Requirement:
Convert the data below, from the line containing "Every instance of the man's dark" through the last line of the data, inclusive, into a Markdown table with the columns Row and Line. Give each line a row number and leave out any blank lines.

Given data:

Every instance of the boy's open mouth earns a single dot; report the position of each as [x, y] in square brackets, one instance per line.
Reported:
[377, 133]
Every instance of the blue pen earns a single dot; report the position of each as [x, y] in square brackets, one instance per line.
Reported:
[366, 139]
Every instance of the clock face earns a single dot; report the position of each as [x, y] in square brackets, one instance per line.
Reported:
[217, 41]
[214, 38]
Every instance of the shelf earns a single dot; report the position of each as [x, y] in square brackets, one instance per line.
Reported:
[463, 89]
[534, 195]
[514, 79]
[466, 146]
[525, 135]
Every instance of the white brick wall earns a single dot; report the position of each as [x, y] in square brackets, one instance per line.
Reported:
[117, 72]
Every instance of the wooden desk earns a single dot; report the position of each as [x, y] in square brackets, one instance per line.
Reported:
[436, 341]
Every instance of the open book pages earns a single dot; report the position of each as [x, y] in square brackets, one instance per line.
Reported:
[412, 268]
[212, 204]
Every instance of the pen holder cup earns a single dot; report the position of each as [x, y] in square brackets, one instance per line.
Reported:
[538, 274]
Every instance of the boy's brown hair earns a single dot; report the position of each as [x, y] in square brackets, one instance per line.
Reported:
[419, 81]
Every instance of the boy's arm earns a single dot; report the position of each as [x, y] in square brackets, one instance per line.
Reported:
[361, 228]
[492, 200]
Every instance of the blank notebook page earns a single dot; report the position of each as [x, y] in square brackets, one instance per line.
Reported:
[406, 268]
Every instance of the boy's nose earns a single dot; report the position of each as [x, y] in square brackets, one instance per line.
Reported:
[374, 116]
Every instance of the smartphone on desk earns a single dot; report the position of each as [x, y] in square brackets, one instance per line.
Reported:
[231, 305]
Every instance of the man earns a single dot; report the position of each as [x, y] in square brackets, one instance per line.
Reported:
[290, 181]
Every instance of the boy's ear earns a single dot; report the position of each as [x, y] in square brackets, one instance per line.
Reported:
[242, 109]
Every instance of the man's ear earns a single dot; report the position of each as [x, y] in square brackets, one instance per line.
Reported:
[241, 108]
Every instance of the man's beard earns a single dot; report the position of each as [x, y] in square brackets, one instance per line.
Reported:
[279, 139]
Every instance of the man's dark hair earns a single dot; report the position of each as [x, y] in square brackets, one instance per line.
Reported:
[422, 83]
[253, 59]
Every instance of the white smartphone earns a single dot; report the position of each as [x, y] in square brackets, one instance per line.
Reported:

Solution:
| Row | Line |
|---|---|
| 1 | Every instance of the man's dark hair earns a single dot; report the position of each as [x, y] in square brackets, one instance per line. |
| 2 | Reported: |
| 3 | [422, 83] |
| 4 | [253, 59] |
| 5 | Every instance of the white smartphone earns a single dot; report the position of each as [x, y] in square brackets, one instance per line. |
| 6 | Reported: |